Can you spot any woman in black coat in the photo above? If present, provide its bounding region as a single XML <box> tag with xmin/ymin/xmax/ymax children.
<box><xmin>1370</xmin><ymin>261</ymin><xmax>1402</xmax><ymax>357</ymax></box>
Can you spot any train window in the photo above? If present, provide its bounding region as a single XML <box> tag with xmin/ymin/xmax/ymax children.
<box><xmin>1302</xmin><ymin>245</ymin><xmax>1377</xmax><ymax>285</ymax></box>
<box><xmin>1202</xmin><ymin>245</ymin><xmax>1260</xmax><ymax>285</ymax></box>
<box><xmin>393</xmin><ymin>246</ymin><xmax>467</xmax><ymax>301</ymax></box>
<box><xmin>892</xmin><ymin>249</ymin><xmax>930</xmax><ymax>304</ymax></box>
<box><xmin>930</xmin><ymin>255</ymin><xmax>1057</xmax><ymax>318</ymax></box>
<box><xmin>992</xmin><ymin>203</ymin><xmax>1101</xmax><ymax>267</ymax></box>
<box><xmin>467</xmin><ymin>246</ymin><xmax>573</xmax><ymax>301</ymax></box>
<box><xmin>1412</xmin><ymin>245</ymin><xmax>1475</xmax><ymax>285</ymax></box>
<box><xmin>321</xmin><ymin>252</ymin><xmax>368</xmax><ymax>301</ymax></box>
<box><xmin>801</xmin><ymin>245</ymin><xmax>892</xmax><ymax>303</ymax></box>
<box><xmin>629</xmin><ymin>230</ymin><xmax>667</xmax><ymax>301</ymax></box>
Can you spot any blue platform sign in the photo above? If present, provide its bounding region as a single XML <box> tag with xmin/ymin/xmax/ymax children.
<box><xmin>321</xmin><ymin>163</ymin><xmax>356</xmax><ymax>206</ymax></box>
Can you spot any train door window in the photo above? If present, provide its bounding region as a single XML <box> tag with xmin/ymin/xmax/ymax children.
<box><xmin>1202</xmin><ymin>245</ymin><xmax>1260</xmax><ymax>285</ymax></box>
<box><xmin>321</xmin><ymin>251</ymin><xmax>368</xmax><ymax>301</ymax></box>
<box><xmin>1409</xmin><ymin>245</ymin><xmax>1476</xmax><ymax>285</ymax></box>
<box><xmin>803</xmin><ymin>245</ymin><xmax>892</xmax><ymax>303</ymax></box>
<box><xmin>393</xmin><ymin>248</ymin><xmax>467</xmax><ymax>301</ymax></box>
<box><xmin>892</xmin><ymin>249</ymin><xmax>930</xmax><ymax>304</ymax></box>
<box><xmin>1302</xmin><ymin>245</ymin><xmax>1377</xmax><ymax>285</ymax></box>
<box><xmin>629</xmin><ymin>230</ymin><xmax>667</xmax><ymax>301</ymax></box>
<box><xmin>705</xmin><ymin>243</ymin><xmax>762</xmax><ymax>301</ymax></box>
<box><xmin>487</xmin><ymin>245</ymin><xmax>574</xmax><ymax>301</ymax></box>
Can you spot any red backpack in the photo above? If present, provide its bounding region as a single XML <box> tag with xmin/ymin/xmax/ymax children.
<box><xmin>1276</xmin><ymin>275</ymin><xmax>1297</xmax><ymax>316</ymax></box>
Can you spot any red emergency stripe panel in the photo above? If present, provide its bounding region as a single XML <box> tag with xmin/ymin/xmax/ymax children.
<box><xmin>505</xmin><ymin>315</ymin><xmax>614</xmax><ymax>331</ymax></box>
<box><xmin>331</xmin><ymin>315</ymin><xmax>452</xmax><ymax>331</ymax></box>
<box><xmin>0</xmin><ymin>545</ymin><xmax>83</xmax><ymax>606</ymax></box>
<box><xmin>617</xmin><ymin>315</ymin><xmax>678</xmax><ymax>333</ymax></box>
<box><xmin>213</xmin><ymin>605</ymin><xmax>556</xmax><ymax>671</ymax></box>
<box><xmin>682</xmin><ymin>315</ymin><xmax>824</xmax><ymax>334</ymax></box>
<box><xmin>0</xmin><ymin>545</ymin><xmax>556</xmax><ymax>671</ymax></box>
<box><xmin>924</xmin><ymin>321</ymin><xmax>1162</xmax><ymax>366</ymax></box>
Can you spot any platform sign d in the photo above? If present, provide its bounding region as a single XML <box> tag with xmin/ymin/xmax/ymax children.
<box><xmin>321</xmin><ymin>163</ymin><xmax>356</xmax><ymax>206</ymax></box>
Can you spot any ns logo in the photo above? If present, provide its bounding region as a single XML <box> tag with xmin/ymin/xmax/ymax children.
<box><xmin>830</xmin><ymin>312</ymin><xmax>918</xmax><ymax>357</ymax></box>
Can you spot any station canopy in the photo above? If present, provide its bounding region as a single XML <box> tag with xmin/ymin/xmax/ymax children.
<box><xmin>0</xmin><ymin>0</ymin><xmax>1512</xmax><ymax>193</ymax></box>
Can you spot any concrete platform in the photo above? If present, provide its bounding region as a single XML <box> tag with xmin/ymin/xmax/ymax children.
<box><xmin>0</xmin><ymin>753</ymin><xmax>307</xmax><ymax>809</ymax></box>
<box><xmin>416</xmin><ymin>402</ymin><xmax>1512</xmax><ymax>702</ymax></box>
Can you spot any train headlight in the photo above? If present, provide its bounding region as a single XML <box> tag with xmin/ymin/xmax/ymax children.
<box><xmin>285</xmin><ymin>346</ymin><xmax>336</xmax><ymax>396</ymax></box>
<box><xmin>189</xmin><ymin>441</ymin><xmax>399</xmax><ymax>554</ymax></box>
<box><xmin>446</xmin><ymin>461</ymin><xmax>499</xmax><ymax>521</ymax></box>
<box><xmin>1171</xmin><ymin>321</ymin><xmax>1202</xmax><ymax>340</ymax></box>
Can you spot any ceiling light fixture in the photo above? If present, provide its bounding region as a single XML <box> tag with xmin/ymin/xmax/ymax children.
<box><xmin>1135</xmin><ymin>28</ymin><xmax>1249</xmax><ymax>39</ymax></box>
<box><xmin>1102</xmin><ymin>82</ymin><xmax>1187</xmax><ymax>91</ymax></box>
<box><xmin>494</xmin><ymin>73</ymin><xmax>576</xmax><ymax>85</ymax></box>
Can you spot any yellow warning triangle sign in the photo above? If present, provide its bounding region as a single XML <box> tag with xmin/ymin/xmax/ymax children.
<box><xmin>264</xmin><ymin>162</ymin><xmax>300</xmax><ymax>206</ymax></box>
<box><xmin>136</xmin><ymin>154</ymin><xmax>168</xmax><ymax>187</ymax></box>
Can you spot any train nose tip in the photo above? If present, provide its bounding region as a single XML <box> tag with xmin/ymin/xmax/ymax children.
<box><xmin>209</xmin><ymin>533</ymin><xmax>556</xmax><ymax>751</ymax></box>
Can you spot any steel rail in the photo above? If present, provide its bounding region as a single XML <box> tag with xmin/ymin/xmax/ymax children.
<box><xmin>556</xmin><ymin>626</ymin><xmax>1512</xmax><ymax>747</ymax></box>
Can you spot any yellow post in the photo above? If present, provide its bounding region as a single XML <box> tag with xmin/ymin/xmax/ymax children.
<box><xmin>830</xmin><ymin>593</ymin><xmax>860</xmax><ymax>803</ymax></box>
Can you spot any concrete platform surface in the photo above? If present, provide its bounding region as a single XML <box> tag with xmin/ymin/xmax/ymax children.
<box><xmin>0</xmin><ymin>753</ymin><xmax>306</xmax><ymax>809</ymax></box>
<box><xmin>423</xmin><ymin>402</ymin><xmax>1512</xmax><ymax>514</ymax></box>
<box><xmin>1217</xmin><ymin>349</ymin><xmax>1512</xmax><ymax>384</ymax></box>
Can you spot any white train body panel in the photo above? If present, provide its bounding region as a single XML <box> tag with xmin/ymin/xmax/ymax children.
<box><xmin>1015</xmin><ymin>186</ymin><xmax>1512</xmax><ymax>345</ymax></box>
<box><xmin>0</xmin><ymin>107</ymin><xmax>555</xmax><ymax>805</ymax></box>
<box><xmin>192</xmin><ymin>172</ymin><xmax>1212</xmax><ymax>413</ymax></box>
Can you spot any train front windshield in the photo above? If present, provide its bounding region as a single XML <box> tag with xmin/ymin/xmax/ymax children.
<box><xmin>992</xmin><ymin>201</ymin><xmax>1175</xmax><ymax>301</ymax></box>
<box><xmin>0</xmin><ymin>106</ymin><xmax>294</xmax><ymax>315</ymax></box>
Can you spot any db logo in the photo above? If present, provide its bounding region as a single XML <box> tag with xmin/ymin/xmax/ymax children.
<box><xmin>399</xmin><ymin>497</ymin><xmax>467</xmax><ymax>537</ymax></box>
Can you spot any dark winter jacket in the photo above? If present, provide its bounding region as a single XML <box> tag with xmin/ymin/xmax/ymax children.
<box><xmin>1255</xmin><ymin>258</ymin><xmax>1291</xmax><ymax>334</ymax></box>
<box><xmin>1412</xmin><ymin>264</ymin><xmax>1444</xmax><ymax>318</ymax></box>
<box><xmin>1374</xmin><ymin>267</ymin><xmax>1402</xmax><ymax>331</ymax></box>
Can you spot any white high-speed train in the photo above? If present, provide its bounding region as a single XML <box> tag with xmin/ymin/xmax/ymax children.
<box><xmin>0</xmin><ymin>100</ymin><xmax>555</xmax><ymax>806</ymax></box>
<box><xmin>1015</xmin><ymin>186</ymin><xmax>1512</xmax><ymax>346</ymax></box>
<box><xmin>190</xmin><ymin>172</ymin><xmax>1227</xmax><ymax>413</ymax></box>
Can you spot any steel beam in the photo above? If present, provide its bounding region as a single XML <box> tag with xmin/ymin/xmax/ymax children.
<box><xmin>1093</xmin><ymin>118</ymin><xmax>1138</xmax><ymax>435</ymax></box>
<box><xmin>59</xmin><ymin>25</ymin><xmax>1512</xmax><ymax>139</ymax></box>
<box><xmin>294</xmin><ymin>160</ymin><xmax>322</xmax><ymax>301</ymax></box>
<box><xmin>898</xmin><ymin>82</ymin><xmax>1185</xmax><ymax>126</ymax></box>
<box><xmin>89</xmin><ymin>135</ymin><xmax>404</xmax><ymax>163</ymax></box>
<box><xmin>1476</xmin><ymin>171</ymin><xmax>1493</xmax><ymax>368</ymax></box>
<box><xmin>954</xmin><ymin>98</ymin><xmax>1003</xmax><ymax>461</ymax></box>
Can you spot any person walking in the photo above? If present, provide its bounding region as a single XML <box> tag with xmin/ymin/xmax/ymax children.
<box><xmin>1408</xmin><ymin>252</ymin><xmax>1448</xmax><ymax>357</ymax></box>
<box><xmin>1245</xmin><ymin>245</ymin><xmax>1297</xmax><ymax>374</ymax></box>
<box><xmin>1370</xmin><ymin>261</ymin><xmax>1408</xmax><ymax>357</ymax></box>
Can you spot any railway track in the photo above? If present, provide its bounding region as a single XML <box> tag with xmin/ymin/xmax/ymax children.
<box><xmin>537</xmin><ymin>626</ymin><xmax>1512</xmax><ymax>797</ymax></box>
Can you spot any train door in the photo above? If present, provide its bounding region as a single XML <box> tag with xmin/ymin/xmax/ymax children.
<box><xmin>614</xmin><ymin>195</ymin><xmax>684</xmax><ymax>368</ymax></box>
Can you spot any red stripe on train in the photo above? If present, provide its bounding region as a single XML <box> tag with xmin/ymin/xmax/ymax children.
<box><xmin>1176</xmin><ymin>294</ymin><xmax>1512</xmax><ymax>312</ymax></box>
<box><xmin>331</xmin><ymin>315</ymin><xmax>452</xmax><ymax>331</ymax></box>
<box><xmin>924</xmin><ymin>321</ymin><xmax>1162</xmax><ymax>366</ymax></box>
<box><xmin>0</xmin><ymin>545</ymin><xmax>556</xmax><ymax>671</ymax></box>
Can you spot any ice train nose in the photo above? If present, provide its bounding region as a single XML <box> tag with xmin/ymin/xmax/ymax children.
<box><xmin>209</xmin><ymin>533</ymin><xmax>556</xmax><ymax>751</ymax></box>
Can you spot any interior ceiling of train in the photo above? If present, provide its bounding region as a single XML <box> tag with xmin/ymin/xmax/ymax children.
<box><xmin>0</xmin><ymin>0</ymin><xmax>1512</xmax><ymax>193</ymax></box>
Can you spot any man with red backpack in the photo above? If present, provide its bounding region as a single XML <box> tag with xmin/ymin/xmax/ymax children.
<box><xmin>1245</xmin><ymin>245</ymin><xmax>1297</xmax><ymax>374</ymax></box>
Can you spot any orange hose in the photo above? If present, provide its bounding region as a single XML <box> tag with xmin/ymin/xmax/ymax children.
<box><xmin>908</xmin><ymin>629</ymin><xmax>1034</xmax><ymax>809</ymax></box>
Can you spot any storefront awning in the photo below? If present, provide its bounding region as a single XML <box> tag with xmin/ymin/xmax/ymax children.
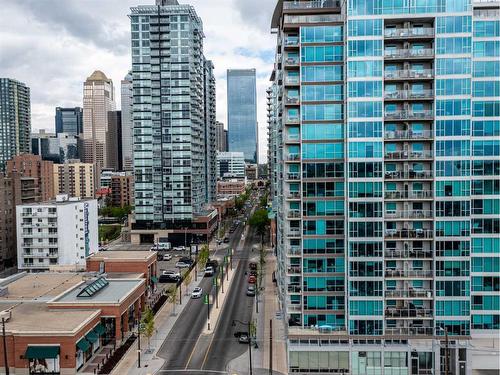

# Instructions to follow
Please return every line in the lines above that contains the word "backpack".

# Result below
Can you spot any red backpack in the photo above? If present, provide its bounding region as a single XML <box> tag with xmin/ymin/xmax/ymax children.
Can you spot any man with red backpack in the photo above? If present, provide its bounding region as a single XML <box> tag with xmin/ymin/xmax/ymax children.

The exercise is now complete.